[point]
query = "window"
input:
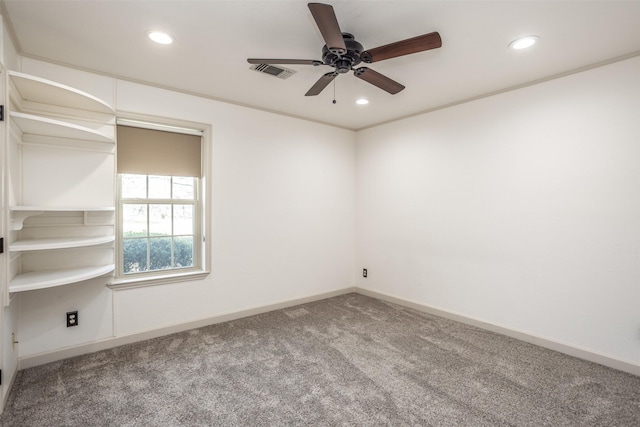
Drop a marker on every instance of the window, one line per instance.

--------------------

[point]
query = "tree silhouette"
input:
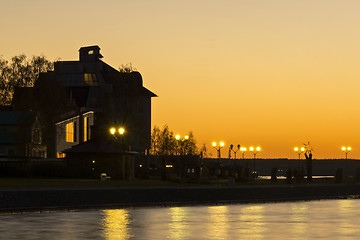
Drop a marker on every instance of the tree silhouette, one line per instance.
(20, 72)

--------------------

**WRITTEN INSTRUCTION:**
Show each line in the rows above that contains the string "every", treating uppercase and lowercase letters as different.

**THE SOLUTION:**
Drop a marker on every instance of the window, one line per instance.
Drop a marker on every instance of the tree silhouette, one line per instance.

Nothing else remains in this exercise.